◆ **AIM**
Arrange the part of the rows that opens with the line containing "the river, given" and closes with the line containing "[[416, 94]]" as a JSON list of strings, one string per line, with blank lines left out.

◆ **DATASET EXTRACT**
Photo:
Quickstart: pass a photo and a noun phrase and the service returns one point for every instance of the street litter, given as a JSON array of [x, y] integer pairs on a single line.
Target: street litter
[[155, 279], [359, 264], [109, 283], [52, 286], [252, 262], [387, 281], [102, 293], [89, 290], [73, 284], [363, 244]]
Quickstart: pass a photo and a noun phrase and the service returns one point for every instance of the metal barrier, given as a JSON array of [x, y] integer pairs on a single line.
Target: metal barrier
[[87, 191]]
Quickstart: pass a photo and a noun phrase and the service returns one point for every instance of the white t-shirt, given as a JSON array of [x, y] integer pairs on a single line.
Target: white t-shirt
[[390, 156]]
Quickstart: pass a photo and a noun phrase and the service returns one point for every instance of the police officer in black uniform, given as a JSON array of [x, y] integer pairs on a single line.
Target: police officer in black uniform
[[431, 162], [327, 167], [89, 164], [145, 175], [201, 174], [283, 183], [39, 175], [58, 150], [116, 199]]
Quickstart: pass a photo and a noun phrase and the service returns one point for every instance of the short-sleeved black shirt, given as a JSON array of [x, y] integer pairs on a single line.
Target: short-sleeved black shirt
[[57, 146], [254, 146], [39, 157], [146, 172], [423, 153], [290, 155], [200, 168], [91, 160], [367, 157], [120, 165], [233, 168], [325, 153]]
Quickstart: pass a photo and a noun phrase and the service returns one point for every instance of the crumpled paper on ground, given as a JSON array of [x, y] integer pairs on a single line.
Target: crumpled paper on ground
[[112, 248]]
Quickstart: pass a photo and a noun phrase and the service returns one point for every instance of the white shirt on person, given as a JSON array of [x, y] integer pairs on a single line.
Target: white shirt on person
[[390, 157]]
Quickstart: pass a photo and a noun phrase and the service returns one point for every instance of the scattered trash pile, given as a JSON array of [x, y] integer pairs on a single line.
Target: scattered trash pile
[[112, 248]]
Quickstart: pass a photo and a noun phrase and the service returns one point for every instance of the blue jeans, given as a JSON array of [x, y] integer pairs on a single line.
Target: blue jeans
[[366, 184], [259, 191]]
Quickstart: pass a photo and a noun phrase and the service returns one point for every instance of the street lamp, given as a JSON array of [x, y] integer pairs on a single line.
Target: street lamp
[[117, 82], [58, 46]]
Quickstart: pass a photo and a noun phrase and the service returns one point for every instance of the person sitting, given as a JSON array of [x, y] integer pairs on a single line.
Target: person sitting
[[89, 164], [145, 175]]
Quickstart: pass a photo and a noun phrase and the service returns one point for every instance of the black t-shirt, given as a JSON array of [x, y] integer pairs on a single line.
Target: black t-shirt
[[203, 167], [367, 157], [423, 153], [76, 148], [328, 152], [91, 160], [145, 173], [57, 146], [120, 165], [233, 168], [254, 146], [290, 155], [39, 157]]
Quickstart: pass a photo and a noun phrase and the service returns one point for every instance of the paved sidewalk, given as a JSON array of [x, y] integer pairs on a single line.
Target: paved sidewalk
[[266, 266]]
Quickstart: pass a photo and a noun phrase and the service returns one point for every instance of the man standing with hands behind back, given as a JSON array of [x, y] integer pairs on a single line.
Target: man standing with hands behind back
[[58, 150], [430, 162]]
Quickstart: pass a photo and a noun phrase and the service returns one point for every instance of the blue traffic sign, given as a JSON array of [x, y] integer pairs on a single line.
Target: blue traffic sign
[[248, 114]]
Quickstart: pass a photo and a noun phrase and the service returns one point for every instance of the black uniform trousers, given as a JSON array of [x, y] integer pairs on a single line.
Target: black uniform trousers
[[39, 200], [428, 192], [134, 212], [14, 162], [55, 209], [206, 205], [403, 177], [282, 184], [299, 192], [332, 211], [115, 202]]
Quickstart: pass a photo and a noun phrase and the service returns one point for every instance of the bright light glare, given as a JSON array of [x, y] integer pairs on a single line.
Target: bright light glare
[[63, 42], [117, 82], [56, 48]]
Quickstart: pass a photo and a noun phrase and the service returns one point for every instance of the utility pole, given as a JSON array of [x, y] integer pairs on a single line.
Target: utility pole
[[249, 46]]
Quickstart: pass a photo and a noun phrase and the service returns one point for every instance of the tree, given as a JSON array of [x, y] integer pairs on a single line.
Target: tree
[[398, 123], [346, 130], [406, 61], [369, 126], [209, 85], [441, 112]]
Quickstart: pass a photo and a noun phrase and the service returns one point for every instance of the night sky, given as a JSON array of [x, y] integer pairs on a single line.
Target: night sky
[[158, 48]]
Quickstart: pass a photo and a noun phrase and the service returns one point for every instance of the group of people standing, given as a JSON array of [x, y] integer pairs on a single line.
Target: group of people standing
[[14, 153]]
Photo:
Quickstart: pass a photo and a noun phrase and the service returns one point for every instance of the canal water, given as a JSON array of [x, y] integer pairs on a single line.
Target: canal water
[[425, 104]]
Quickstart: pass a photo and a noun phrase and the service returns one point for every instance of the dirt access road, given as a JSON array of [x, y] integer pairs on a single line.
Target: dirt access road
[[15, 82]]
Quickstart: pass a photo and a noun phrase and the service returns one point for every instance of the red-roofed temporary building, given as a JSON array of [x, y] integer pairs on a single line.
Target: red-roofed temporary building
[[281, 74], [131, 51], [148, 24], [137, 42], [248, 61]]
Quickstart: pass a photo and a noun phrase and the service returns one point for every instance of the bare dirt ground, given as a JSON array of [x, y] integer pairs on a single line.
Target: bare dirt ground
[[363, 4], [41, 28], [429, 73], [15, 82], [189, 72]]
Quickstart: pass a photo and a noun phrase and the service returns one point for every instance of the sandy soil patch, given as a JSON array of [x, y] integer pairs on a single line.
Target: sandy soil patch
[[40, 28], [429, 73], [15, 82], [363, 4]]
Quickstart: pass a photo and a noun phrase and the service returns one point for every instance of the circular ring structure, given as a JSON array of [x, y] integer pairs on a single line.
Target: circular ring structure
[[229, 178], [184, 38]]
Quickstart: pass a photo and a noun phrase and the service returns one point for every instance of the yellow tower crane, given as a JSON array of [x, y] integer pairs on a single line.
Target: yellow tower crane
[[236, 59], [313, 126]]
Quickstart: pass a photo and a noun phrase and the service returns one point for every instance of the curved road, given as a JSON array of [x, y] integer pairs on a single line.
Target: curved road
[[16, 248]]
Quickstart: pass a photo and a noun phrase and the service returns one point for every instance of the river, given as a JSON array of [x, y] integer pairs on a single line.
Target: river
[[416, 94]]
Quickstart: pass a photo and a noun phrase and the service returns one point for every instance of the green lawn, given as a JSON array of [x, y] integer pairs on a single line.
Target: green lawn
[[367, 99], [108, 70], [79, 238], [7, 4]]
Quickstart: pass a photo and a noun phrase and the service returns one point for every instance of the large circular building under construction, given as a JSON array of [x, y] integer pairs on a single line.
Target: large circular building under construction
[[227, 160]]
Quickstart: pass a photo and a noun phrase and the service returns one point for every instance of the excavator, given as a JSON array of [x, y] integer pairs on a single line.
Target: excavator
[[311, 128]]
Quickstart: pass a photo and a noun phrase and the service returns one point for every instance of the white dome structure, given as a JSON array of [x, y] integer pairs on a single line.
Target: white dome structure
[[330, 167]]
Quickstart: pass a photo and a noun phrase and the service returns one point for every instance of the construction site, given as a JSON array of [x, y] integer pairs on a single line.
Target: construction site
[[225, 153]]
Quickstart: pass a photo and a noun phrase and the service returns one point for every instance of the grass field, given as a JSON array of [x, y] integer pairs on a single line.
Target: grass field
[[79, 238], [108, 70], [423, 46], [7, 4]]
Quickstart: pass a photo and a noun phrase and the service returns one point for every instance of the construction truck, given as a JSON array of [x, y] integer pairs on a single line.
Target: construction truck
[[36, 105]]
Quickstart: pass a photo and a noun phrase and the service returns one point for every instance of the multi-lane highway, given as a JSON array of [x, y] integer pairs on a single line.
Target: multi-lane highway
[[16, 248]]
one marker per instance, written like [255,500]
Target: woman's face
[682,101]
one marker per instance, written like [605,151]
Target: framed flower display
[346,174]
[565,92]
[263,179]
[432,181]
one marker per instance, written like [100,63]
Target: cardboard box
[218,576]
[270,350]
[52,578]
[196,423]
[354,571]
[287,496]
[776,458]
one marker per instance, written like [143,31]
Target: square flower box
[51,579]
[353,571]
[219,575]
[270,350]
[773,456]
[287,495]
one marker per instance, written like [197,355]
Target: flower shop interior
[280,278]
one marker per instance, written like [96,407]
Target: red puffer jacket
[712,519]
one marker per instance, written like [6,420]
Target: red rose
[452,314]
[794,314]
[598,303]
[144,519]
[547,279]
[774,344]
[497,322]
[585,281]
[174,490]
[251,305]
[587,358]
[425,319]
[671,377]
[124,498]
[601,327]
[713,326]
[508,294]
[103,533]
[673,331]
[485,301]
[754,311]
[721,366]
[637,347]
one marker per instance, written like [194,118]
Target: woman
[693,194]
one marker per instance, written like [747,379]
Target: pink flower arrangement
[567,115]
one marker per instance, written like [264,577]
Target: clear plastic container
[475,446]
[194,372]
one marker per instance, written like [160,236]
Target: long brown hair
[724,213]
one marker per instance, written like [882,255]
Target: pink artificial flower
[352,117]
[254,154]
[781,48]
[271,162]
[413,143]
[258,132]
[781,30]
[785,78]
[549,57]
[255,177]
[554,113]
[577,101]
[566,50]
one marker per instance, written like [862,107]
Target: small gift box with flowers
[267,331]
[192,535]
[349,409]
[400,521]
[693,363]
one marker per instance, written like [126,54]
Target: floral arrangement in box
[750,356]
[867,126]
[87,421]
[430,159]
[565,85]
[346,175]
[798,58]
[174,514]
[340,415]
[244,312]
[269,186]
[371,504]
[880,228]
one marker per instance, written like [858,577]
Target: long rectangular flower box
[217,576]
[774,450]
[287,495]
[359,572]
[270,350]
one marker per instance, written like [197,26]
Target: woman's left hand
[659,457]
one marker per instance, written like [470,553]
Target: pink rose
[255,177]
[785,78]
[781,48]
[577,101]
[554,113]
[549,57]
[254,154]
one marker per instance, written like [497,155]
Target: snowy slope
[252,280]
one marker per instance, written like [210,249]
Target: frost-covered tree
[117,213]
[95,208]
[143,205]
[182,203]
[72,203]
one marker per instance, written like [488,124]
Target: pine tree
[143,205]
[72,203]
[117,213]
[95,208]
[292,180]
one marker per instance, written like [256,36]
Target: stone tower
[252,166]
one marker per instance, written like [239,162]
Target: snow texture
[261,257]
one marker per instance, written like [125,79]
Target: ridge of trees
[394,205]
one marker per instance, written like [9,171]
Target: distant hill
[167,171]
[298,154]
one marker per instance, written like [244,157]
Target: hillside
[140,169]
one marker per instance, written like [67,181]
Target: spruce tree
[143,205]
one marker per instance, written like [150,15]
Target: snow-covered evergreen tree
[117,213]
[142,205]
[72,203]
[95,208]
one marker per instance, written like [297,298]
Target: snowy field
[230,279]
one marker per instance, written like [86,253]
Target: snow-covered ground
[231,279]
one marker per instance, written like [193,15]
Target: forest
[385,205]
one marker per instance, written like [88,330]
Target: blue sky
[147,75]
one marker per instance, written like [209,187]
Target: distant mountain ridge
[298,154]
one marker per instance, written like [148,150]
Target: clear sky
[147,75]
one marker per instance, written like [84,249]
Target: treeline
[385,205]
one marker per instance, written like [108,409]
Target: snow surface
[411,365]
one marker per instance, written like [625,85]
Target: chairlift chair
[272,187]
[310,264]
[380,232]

◆ **EXPECTED ANSWER**
[
  "Quickstart: pass a photo and a noun phrase and the service returns one point for every instance of the river, given as a JSON array of [x, y] integer pairs on a single line.",
  "Target: river",
  "[[416, 94]]"
]